**PROMPT**
Every record that follows should be printed verbatim.

**LISTED RECORDS**
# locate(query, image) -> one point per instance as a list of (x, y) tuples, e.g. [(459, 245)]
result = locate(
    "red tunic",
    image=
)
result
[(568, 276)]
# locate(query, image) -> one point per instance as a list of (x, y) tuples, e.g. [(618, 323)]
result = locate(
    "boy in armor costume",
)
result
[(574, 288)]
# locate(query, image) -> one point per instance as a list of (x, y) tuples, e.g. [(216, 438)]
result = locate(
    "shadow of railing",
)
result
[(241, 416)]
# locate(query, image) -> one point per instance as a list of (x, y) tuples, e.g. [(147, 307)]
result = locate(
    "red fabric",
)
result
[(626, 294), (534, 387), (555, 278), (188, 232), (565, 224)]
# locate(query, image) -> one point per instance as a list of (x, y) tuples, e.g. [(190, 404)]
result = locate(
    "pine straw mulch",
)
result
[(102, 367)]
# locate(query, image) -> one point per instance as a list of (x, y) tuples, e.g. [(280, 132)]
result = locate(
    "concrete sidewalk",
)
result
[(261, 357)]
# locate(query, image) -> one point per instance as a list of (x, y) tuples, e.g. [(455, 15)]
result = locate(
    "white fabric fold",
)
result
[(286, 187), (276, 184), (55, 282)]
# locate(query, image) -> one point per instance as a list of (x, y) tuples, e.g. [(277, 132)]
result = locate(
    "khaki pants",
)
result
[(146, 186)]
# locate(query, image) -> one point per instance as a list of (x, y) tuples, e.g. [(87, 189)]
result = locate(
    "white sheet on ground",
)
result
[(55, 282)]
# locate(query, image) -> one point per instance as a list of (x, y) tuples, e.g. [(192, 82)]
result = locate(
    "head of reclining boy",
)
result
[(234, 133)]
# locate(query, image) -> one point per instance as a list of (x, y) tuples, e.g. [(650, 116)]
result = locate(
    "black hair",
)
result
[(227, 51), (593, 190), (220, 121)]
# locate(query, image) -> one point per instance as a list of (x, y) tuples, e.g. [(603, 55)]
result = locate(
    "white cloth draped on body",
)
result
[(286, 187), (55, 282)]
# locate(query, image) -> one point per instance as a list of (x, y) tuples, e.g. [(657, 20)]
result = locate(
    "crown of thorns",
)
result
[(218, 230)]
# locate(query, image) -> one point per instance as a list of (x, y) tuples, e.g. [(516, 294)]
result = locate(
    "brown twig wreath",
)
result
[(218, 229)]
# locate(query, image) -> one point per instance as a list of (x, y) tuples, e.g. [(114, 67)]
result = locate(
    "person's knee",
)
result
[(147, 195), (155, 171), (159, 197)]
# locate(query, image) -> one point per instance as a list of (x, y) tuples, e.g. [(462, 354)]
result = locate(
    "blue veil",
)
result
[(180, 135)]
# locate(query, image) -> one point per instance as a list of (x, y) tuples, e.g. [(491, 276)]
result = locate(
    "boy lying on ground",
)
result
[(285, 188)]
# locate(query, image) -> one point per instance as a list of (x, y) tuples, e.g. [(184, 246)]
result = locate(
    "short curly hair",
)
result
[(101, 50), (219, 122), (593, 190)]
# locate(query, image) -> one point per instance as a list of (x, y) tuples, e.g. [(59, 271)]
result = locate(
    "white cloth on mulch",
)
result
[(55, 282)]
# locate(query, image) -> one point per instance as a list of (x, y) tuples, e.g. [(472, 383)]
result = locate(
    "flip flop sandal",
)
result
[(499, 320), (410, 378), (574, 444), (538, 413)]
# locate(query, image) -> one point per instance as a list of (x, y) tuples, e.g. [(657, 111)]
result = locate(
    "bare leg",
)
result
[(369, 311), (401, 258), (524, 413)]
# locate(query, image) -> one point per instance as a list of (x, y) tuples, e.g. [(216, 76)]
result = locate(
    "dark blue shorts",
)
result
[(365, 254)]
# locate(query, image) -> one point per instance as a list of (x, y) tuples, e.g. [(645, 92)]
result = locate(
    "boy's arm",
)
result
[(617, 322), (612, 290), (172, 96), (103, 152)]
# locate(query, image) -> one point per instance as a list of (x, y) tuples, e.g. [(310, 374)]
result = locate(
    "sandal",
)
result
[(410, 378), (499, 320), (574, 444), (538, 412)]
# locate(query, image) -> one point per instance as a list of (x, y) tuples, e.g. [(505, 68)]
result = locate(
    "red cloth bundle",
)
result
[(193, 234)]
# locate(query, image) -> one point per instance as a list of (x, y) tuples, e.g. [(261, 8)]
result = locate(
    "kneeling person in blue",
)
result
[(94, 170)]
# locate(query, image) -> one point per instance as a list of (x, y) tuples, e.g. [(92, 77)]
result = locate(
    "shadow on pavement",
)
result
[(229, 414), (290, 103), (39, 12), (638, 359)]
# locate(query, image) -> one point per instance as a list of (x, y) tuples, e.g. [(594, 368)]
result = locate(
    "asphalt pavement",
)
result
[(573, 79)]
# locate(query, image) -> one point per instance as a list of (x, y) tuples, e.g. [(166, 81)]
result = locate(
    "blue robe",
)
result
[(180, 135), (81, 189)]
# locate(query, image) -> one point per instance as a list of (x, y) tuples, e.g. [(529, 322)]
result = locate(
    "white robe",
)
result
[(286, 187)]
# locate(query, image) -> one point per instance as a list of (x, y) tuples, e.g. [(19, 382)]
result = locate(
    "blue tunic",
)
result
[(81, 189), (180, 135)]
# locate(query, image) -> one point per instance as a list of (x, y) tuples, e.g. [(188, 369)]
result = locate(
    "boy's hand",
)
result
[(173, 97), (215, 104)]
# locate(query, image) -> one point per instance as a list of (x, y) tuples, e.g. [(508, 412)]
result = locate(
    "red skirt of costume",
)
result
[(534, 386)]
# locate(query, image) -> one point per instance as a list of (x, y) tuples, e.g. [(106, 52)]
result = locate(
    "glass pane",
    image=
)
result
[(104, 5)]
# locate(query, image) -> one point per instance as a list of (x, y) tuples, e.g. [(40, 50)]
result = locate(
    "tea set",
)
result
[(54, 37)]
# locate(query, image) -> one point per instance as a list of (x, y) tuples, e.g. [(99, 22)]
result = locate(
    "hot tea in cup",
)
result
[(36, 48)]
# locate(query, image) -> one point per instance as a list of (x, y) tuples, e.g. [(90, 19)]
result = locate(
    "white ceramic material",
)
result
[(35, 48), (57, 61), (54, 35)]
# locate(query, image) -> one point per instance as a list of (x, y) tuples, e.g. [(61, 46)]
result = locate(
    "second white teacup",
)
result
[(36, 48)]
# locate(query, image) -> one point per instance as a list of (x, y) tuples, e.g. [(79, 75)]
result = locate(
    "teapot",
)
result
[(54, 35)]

**RESULT BELOW**
# locate(query, image) -> one point per instance as a list of (x, y) tuples, e.g. [(459, 245)]
result = locate(
    "red tunic",
    image=
)
result
[(568, 276)]
# locate(query, image) -> one point per instance as a list of (x, y) tuples, e.g. [(618, 323)]
result = locate(
    "boy in armor costume",
)
result
[(574, 288)]
# locate(query, image) -> one point per instance as a list of (x, y) tuples, e.g. [(216, 438)]
result = locate(
    "shadow of railing",
)
result
[(241, 416)]
# locate(query, image) -> one point per instance as a list of (x, y) tuples, e.g. [(147, 307)]
result = locate(
    "red fabric",
)
result
[(626, 294), (534, 387), (555, 278), (188, 232), (565, 224)]
# locate(query, image) -> one point per instance as a list of (x, y) tuples, e.g. [(190, 404)]
result = locate(
    "pine straw mulch",
)
result
[(102, 367)]
# locate(query, image) -> one point per instance as a list of (x, y) tuples, e.g. [(280, 132)]
result = locate(
    "concrete sidewalk",
)
result
[(261, 357)]
# locate(query, image) -> one point per instance as a list of (x, y) tuples, e.g. [(455, 15)]
result = locate(
    "white fabric fold",
)
result
[(286, 187), (276, 184), (55, 282)]
# locate(query, image) -> one point per instance as a list of (x, y) tuples, e.g. [(277, 132)]
result = locate(
    "khaki pants",
)
result
[(146, 186)]
# locate(query, image) -> one point per instance as a list of (x, y) tuples, e.g. [(87, 189)]
result = locate(
    "white sheet on ground",
)
result
[(55, 282)]
# locate(query, image) -> one point per instance as a list of (x, y) tuples, e.g. [(192, 82)]
result = locate(
    "head of reclining boy",
)
result
[(234, 133)]
# locate(query, image) -> one point per instance as a list of (x, y) tuples, e.g. [(650, 116)]
result = locate(
    "black hair",
)
result
[(227, 51), (593, 190), (220, 121)]
# locate(query, image) -> one point per instance as a list of (x, y) tuples, e.g. [(603, 55)]
result = locate(
    "white cloth draped on body",
)
result
[(286, 187), (55, 282)]
# locate(query, image) -> one point per instance as a list of (x, y) tuples, e.g. [(657, 20)]
result = locate(
    "crown of thorns",
)
result
[(218, 230)]
# locate(query, image) -> one point per instance as a list of (x, y) tuples, e.g. [(516, 294)]
result = locate(
    "brown twig wreath",
)
result
[(218, 229)]
# locate(query, image) -> one point per instance as a list of (x, y) tuples, e.g. [(114, 67)]
result = locate(
    "person's knee",
)
result
[(147, 195), (155, 171), (159, 197)]
# locate(query, image) -> one point per instance as a list of (x, y) tuples, e.g. [(462, 354)]
result = locate(
    "blue veil",
)
result
[(180, 135)]
# locate(query, image) -> one point per instance as a list of (x, y) tuples, e.g. [(491, 276)]
result = locate(
    "boy lying on ground",
)
result
[(285, 188)]
# locate(query, image) -> one point per instance as a list of (x, y) tuples, e.g. [(184, 246)]
result = locate(
    "short curly hair",
)
result
[(101, 50), (219, 122), (593, 190)]
# locate(query, image) -> one point per instance as a list of (x, y) tuples, e.g. [(59, 271)]
result = locate(
    "white cloth on mulch",
)
result
[(55, 282)]
# locate(query, image) -> one point per instance as a list of (x, y) tuples, e.g. [(472, 383)]
result = locate(
    "flip flop sandal",
)
result
[(499, 320), (410, 378), (574, 444), (538, 413)]
# locate(query, image) -> one point per instance as a list of (x, y) tuples, e.g. [(657, 111)]
result = locate(
    "bare leg",
)
result
[(369, 311), (401, 258), (524, 413)]
# locate(query, image) -> one point per instance as a list of (x, y) tuples, e.g. [(216, 76)]
result = locate(
    "dark blue shorts",
)
result
[(365, 254)]
# locate(query, image) -> one point per instance as a list of (x, y) tuples, e.g. [(645, 92)]
result = locate(
    "boy's arm",
)
result
[(617, 322), (612, 290), (172, 96), (103, 152)]
# locate(query, image) -> one point per instance as a list of (x, y) tuples, e.g. [(310, 374)]
result = locate(
    "sandal",
)
result
[(410, 378), (499, 320), (574, 444), (538, 412)]
# locate(query, image) -> one point per instance as a list of (x, y) tuples, e.g. [(505, 68)]
result = locate(
    "red cloth bundle",
)
result
[(193, 234)]
# locate(query, image) -> one point per instance as a list of (x, y) tuples, e.g. [(261, 8)]
result = locate(
    "kneeling person in blue",
)
result
[(94, 170)]
# locate(query, image) -> one point per instance as a list of (x, y) tuples, e.g. [(92, 77)]
result = locate(
    "shadow on pavement",
)
result
[(229, 414), (290, 103), (39, 12), (638, 359)]
# locate(query, image) -> one point per instance as a list of (x, y) tuples, e.g. [(594, 368)]
result = locate(
    "asphalt pavement",
)
result
[(573, 79)]
# locate(query, image) -> one point per instance as a list of (x, y) tuples, e.g. [(166, 81)]
result = locate(
    "blue robe",
)
result
[(180, 135), (81, 189)]
# locate(query, image) -> one point per instance as a list of (x, y) tuples, e.g. [(529, 322)]
result = locate(
    "white robe",
)
result
[(286, 187)]
# locate(query, image) -> one point per instance as a list of (x, y) tuples, e.g. [(19, 382)]
result = locate(
    "blue tunic",
)
result
[(81, 189), (180, 135)]
# locate(query, image) -> one point per instance as a list of (x, y) tuples, e.g. [(188, 369)]
result = locate(
    "boy's hand",
)
result
[(173, 97), (215, 104)]
# locate(query, image) -> one point per instance as a list of (x, y) tuples, e.g. [(508, 412)]
result = locate(
    "red skirt of costume",
)
result
[(534, 386)]
# locate(query, image) -> one point per instance as a list of (x, y) tuples, e.g. [(106, 52)]
result = locate(
    "glass pane",
    image=
)
result
[(104, 5)]
# locate(query, image) -> one point per instance as a list of (x, y) tuples, e.g. [(40, 50)]
result = locate(
    "tea set",
)
result
[(54, 37)]
# locate(query, image) -> one point per instance as a list of (x, y) tuples, e.g. [(99, 22)]
result = locate(
    "hot tea in cup",
)
result
[(36, 48)]
# locate(query, image) -> one point per instance as a list of (x, y) tuples, e.g. [(90, 19)]
result = locate(
    "white ceramic material",
)
result
[(35, 48), (57, 61), (54, 35)]
# locate(query, image) -> one point per instance as a list of (x, y) tuples, e.g. [(61, 46)]
result = locate(
    "second white teacup",
)
result
[(36, 48)]
# locate(query, image) -> one point per instance as a list of (x, y) tuples, e.g. [(79, 75)]
result = locate(
    "teapot",
)
result
[(54, 35)]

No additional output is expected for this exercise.